Even in the original blog post Arnaud mentioned that SQL is great for writing queries, and this is indeed true. We have mostly completed our transition to IxSets which are simply a set of things together with indices (which are maps of sets). For queries that work within the narrow “sweet spot” of IxSets (which are in fact plenty), it is extremely fast. There is a blog post from 2013 that unscientifically compares the performance of Acid (which is more about ixset than acid-state) and finds it to be extremely fast. This is generally our experience as well. For the code that uses IxSets, we are never really disappointed at its performance.

For queries with complicated predicates (think where clause in SQL), we also have a BooleanQuery data type:

data BooleanQuery a
  = And [BooleanQuery a]
  | Or [BooleanQuery a]
  | Not (BooleanQuery a)
  | Prop a
  | BooleanTrue
  | BooleanFalse
  deriving (Show, Functor, Foldable, Traversable)

There are also several functions that can simplify boolean queries with various options, which not only does simple simplifications like transforming And [BooleanTrue, p] into p, but also proposition-aware simplifiers that look at the proposition in question and performs simplification. Following this simplification and rewriting, there are then functions that turn those queries into actual ixset queries. Some of these functions are not dependent on the specific ixset in question (i.e. a polymorphic function that turns a BooleanQuery a into Endo (IxSet ixs b)) but others are also ixset-specific ones (for example an Or query that operates on the same index type we can use the @+ operator instead of union). Of course, the type also supports non-ixset queries: we have code to turn BooleanQuery a into m Bool where m can be any monad (but usually the reader monad) as well as more complicated values like f (g Bool).

Excerpts from a pointing dataset

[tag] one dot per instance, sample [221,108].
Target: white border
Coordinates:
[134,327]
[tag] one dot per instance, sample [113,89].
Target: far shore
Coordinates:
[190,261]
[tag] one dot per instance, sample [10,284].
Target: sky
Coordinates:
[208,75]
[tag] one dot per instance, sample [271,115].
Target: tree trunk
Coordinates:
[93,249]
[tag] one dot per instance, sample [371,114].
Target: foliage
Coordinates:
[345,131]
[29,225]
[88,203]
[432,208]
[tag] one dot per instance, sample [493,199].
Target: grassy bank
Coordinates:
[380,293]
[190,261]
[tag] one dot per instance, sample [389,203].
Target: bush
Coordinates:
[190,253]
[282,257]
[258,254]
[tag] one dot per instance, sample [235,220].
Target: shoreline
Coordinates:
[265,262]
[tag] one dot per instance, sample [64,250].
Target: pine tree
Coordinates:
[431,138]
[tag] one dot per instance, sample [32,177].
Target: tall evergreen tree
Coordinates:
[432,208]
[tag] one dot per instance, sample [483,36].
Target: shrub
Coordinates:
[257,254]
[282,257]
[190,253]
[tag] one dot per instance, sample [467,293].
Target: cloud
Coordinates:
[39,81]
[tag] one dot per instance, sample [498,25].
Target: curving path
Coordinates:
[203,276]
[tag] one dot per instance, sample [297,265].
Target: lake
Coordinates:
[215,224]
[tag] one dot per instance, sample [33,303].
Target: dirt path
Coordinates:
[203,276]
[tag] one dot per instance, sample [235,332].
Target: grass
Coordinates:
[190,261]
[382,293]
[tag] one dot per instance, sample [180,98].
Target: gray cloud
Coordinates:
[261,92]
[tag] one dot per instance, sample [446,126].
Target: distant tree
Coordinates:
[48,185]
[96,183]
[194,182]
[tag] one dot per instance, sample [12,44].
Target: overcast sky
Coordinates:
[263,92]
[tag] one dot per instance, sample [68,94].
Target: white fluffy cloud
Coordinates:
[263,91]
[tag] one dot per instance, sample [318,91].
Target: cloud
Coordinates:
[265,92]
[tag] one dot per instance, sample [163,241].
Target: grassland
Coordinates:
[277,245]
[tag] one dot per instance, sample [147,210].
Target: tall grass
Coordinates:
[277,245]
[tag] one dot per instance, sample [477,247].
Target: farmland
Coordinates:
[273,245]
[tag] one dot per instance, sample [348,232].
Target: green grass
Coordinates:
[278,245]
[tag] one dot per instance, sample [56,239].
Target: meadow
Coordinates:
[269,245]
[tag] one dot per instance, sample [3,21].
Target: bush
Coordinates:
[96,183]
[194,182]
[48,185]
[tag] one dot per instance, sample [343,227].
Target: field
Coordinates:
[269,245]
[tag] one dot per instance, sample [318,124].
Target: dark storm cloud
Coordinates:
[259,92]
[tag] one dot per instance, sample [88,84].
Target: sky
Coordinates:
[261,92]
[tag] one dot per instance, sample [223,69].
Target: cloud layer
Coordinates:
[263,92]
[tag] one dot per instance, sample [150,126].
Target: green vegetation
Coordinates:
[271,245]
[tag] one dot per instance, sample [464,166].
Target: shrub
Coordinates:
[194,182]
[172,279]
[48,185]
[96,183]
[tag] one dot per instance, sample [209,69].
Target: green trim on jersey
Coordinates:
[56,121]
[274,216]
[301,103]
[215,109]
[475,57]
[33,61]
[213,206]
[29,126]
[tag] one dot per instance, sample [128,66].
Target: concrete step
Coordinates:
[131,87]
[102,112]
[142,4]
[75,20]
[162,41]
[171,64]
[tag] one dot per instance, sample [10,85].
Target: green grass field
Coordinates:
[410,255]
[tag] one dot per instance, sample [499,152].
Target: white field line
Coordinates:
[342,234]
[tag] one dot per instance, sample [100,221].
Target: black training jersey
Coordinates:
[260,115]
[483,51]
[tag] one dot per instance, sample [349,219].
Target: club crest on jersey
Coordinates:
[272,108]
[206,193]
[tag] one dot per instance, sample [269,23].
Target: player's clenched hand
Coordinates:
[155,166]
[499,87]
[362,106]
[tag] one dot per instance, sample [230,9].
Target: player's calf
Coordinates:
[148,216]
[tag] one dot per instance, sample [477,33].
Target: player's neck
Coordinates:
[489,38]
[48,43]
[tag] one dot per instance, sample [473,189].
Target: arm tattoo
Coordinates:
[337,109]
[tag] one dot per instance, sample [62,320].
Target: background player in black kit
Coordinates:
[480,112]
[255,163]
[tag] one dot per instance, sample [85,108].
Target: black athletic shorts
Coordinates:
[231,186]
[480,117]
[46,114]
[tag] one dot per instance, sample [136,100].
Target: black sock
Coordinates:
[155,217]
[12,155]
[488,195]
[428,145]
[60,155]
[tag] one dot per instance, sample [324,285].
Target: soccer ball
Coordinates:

▶ **Written tasks**:
(1) Based on the text about IxSets and the BooleanQuery type, answer yes or no to each statement and quote the exact words that decide it. (a) The 2013 blog post measured Acid's performance in a scientific way. (b) The writers have code that turns a BooleanQuery a into m Bool, where m can be any monad. (c) The simple simplifications include turning And [BooleanTrue, p] into p.
(2) Resume the text about IxSets and the BooleanQuery type, starting right after its last sentence.

▶ **Task responses**:
(1)
(a) No: "unscientifically compares the performance of Acid"
(b) Yes: "we have code to turn BooleanQuery a into m Bool where m can be any monad"
(c) Yes: "simple simplifications like transforming And [BooleanTrue, p] into p"

(2)
For joins, the story is admittedly not as satisfactory. The containers package introduced map-merging in 2016 and we are using it in a few places, but we would like to see something similar for IxSets: it really isn’t hard to implement. If eventually the naïve way of joining ixsets with linearithmic complexity turns out to be a performance bottleneck worth resolving, we will likely fork it and add support on our own.

User Interface

Very little has changed in this regard. We are still using Om in ClojureScript. That’s not to say, however, we are satisfied, but rather it is perhaps too late to change now. Echoing the sentiment from our inaugural post, the lack of type system here makes frontend development rather unsatisfactory, but still that was a choice made by Arnaud back in 2014 and it is well-known that rewriting large chunks of code isn’t worthwhile.

Besides the lack of a type system, it is gradually discovered that Om itself has some design issues. The first issue, also explained in this blog post from CircleCI, is that Om assumes that the shape of the UI (the DOM, essentially a tree) fits the shape of the data. In real world, this seems frequently not the case, leading to either a component accessing just the entire state, or avoiding the global state (and cursors) and using local state exclusively (peppered with antipatterns like one component accessing the local state of another component, and manually calling om/refresh!).

The second issue is really that there is a distinction between global state and local state at all, and that there are different functions to handle them: to apply a function to the global state, we need to use om/transact! and to set it to a value the function is om/update!; yet to apply a function to local state, the function is om/update-state! and setting it to a value is om/set-state!. Besides the naming inconsistency, the different methods for accessing the global and local states mean that some important basic components have to be available in two forms: one version that works on global state and another that works on local state. Contrast this with reagent, where global state is just an atom at a top-level defined with defonce, and local state is just another atom defined within a let binding and made available in the closure of the render function.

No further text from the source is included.